AUFGABENSTELLUNG:
Wähle aus den folgenden Einträgen jede Zeile aus, die das Wort „skin“ enthält. Achte dabei auf Groß- und Kleinschreibung.

EXTRAHIERTE INFORMATIONEN:
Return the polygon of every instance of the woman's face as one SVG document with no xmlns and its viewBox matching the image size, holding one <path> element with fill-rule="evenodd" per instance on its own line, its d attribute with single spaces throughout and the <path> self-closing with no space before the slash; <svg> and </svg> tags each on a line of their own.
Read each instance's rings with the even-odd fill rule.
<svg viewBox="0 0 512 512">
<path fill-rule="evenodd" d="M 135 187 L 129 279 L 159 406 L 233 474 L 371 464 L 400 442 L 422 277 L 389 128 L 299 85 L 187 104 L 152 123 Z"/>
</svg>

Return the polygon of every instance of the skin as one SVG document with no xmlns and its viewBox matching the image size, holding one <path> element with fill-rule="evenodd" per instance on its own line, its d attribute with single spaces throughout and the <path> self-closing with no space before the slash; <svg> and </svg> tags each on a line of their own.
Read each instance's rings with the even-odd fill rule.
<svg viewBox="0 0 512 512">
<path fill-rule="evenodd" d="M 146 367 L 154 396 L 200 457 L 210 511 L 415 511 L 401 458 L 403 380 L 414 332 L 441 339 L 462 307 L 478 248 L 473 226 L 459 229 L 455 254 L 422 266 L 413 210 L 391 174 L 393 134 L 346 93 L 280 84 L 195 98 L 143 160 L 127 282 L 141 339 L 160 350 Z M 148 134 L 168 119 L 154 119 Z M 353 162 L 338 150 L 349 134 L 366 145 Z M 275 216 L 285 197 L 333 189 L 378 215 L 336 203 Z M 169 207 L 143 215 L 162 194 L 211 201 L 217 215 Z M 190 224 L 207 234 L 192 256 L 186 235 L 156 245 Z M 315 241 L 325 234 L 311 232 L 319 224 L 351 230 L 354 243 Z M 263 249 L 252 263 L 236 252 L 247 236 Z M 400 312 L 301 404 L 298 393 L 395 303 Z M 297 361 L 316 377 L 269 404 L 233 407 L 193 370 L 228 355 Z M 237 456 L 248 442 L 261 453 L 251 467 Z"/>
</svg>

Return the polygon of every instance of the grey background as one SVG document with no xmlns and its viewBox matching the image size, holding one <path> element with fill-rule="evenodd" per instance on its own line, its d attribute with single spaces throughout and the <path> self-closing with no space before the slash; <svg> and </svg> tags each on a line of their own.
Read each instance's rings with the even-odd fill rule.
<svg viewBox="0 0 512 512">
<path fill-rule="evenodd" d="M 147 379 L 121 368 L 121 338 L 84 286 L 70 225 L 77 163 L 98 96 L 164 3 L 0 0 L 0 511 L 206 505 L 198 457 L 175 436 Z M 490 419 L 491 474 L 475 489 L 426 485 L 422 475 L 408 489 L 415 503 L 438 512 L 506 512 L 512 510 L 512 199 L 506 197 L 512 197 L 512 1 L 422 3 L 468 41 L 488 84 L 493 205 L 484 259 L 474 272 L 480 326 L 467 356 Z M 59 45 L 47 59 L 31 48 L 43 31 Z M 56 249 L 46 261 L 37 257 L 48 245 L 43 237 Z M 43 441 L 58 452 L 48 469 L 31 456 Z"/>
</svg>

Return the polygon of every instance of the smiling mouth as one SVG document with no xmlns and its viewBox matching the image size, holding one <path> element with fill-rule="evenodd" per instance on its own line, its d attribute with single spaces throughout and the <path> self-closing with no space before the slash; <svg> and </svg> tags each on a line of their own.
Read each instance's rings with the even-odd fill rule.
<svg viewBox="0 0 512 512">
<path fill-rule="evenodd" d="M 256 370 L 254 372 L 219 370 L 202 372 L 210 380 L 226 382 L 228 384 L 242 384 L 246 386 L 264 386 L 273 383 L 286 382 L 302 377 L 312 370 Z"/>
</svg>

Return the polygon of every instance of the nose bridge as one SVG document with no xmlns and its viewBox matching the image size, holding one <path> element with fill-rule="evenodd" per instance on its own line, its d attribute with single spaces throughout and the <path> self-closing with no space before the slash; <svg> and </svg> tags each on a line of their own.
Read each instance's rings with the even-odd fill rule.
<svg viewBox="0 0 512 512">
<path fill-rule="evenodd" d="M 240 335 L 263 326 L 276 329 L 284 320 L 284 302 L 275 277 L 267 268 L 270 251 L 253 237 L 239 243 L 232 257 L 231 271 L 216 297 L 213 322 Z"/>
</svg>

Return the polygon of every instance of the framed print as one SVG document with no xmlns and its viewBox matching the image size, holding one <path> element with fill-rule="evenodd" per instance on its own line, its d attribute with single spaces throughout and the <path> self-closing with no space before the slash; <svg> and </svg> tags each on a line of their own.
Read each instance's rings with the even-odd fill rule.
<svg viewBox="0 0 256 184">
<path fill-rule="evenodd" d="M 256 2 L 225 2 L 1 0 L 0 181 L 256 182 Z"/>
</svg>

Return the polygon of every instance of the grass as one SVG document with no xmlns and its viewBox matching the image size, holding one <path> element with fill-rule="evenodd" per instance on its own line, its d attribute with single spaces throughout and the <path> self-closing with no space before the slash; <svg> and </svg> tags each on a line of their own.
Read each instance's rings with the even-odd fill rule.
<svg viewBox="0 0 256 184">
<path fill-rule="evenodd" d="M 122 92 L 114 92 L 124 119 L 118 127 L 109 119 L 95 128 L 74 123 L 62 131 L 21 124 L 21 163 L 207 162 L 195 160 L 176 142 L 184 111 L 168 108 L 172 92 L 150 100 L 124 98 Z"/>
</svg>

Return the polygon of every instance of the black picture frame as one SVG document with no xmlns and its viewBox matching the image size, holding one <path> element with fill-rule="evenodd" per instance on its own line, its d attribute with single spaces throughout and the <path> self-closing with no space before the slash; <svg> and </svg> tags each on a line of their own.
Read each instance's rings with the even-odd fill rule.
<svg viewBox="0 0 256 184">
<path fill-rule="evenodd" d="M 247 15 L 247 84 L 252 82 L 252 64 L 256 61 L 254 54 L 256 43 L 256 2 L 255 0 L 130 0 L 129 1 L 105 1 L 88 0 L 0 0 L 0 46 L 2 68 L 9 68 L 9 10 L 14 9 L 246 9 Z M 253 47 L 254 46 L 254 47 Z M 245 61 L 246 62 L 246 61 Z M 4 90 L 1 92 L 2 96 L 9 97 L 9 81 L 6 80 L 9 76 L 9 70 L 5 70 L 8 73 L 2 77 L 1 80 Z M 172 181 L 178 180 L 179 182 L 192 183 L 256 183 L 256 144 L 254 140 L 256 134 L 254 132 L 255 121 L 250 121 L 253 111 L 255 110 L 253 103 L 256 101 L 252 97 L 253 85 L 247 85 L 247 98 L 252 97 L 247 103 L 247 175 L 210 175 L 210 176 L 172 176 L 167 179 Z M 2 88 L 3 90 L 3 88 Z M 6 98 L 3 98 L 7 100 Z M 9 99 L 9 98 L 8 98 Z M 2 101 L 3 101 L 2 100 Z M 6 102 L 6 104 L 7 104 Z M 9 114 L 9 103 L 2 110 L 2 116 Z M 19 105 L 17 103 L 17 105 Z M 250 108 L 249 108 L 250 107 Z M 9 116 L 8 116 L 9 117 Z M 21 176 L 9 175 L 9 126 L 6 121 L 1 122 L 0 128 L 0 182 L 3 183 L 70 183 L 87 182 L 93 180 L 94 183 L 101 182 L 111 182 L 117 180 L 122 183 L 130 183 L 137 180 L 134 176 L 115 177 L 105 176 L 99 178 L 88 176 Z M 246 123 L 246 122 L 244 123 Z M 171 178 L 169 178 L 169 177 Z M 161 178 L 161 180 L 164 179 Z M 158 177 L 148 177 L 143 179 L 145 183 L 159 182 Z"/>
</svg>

LÖSUNG:
Return the polygon of every instance of the skin as one SVG document with no xmlns and its viewBox matching the image size, holding one <path> element with fill-rule="evenodd" per instance on its own line, its d attribute with single spaces throughout and the <path> self-closing with no space before the slash; <svg> and </svg> tags each on a line of their own.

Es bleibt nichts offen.